• RECORDS FOR PROCESSING:
'''

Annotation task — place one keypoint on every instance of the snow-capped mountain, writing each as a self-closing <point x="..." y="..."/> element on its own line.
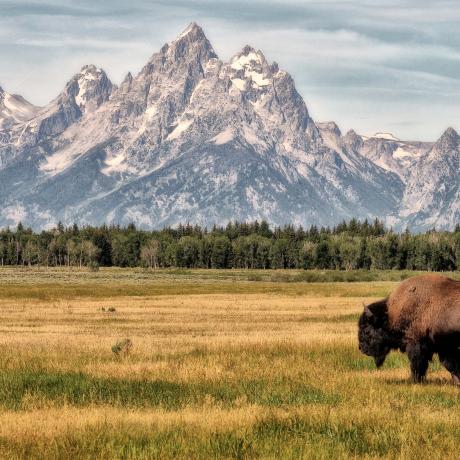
<point x="192" y="138"/>
<point x="14" y="109"/>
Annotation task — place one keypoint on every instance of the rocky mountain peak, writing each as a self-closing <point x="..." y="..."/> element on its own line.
<point x="191" y="43"/>
<point x="329" y="126"/>
<point x="93" y="88"/>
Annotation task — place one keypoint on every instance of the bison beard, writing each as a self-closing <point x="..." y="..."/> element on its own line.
<point x="421" y="317"/>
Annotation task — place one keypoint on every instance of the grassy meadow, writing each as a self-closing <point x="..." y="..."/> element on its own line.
<point x="223" y="364"/>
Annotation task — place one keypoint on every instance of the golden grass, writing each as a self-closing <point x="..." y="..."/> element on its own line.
<point x="219" y="368"/>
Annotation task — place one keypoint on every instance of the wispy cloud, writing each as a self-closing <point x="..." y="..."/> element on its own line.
<point x="368" y="64"/>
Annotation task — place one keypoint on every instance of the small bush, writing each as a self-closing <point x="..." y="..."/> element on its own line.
<point x="122" y="347"/>
<point x="93" y="267"/>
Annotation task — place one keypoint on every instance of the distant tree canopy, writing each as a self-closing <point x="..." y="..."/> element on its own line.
<point x="347" y="246"/>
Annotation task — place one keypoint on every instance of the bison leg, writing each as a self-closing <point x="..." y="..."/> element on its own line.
<point x="451" y="361"/>
<point x="419" y="356"/>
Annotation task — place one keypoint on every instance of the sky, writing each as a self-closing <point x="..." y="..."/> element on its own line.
<point x="371" y="66"/>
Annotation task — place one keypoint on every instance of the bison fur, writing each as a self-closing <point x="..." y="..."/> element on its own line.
<point x="421" y="317"/>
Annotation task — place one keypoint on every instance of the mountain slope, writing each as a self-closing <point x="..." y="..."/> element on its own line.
<point x="192" y="138"/>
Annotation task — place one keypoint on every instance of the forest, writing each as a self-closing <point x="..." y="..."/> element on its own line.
<point x="350" y="245"/>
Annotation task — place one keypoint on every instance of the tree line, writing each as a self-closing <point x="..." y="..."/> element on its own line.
<point x="348" y="246"/>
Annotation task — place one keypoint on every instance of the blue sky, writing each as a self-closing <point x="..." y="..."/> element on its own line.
<point x="368" y="65"/>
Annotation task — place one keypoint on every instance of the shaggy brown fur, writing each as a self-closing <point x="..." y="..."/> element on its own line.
<point x="421" y="317"/>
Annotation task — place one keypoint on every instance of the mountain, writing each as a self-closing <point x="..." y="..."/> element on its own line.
<point x="14" y="110"/>
<point x="193" y="138"/>
<point x="432" y="196"/>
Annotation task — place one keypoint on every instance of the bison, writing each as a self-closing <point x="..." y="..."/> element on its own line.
<point x="420" y="317"/>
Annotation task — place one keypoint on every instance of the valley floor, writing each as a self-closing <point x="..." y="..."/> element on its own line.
<point x="223" y="364"/>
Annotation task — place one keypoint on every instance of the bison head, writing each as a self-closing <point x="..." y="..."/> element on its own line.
<point x="374" y="336"/>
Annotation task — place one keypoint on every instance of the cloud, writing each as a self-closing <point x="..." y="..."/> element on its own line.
<point x="347" y="56"/>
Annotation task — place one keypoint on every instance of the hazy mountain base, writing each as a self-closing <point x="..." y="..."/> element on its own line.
<point x="193" y="138"/>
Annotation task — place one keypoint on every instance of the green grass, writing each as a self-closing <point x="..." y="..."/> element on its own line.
<point x="221" y="367"/>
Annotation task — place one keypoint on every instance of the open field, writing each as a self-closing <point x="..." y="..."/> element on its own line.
<point x="224" y="364"/>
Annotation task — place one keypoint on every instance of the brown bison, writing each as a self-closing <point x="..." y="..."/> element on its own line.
<point x="420" y="317"/>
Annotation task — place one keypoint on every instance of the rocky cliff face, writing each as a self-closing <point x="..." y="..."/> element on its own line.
<point x="192" y="138"/>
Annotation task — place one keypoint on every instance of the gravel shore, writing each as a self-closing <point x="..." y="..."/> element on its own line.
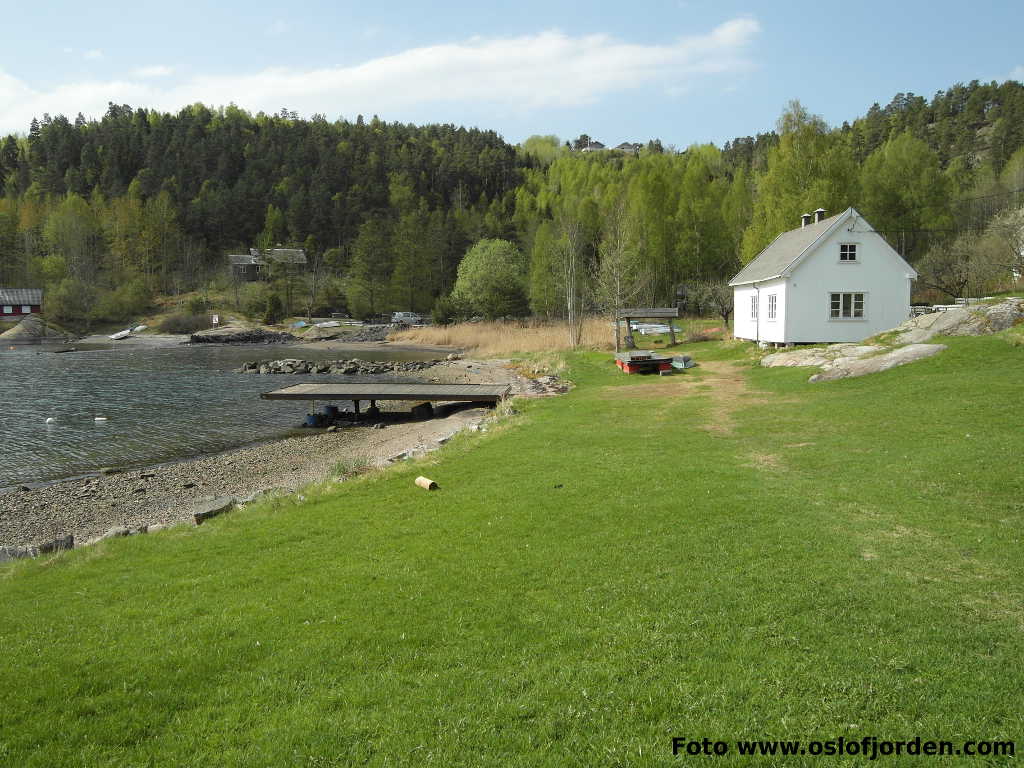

'''

• PROBLEM DESCRIPTION: Each record above should be restated word for word. The pictures should not appear.

• ANSWER:
Annotation task — place one keypoint on every instance of the snow-capped mountain, writing each as a self-closing <point x="..." y="..."/> element on its own line.
<point x="192" y="138"/>
<point x="14" y="109"/>
Annotation task — place one keypoint on every instance of the rocky mountain peak, writing each as a self-closing <point x="..." y="..."/> element on its own line.
<point x="191" y="43"/>
<point x="329" y="126"/>
<point x="93" y="88"/>
Annotation task — place one keypoint on every instance of the bison beard, writing each as a self-closing <point x="..." y="..."/> element on its own line.
<point x="421" y="317"/>
Annotation task — place one keypoint on every instance of the grassy meadow, writing each as a self-closing <point x="..." y="..."/> element on its own line.
<point x="223" y="364"/>
Annotation task — place one keypoint on every instance of the golden grass, writing each as a self-closing <point x="..." y="..."/> element on its own line.
<point x="219" y="368"/>
Annotation task — place one keypoint on every instance of the wispy cloud, writing each as a self-closing <point x="..." y="..."/> element on its own line.
<point x="368" y="64"/>
Annotation task — place one keypoint on every instance of the small bush, writing each as a self-closing <point x="..." y="..."/> element on its own line.
<point x="122" y="347"/>
<point x="93" y="267"/>
Annotation task — place one keypoint on every instance of the distant tree canopy, writing each as a self-closing <point x="..." y="..."/> element on its own line.
<point x="347" y="246"/>
Annotation task — place one keypoint on every instance of the bison leg, writing each as a self-closing <point x="..." y="..."/> element on its own line.
<point x="451" y="361"/>
<point x="419" y="356"/>
Annotation task — place one keypoint on every instance of the sky, writing each as a self-closing <point x="..." y="..."/> element on its own line.
<point x="371" y="66"/>
Annotation task — place one keypoint on every instance of the bison fur, writing each as a self-closing <point x="..." y="..."/> element on its own line.
<point x="421" y="317"/>
Annotation task — place one keypoint on every instance of the mountain slope, writing each as a self-closing <point x="..." y="..."/> element on its own line.
<point x="192" y="138"/>
Annotation task — place one keypoint on every instance of the forest, writing each as a self-closing <point x="..." y="..."/> element on its own line.
<point x="350" y="245"/>
Annotation task — place one keypoint on every instance of the tree line, writing each as a self-closing <point x="..." y="..."/> element on its own line.
<point x="348" y="246"/>
Annotation task — place one keypoint on every instance of the blue sky, writing each as a self-closing <point x="..." y="..."/> element on its own line.
<point x="368" y="65"/>
Annotation task — place one keypoint on every instance of the shaggy brown fur, writing each as a self-closing <point x="..." y="..."/> element on its own line.
<point x="421" y="317"/>
Annotation task — place one keypoint on every instance of the mountain, writing each as a self-closing <point x="..." y="..."/> element on its own line.
<point x="14" y="110"/>
<point x="193" y="138"/>
<point x="432" y="196"/>
Annotation task — place one keypoint on every instance of the bison, writing each as a self-closing <point x="..." y="..."/> element on its own line.
<point x="420" y="317"/>
Annotation task — place one keypoint on every instance of the valley floor, writing each as a self-closing <point x="..." y="..."/> element on its own line.
<point x="223" y="364"/>
Annotation task — place one keypoint on every instance of the bison head, writing each as a self-closing <point x="..." y="..."/> element on its own line.
<point x="374" y="336"/>
Annotation task — place one keypoint on every instance of the cloud, writing each as a self-closing <point x="..." y="..."/> element on its own line.
<point x="347" y="56"/>
Annotation task — place one keypoint on every instance of the hazy mountain base, writing each as a self-closing <point x="..." y="..."/> element on its own line.
<point x="193" y="138"/>
Annotation task — place one keypoint on every instance of the green grass, writing each as a self-closing <point x="..." y="..."/> element on its own line.
<point x="221" y="367"/>
Annotation task — place one keypoint on every instance of the open field, writing each as a self-closing <point x="..." y="..."/> element on its own line.
<point x="224" y="364"/>
Annotation task — place one keypoint on every instance of the brown bison, writing each as a self-closing <point x="..." y="..."/> element on its own line.
<point x="420" y="317"/>
Annotation task — place one keypoint on every instance of the rocky cliff face, writing each as a self-closing <point x="..." y="..."/> element on its own line.
<point x="192" y="138"/>
Annotation task — place one keypoint on every instance of the gravel shore, writing each as a self-closing <point x="..." y="..."/> element on its own line.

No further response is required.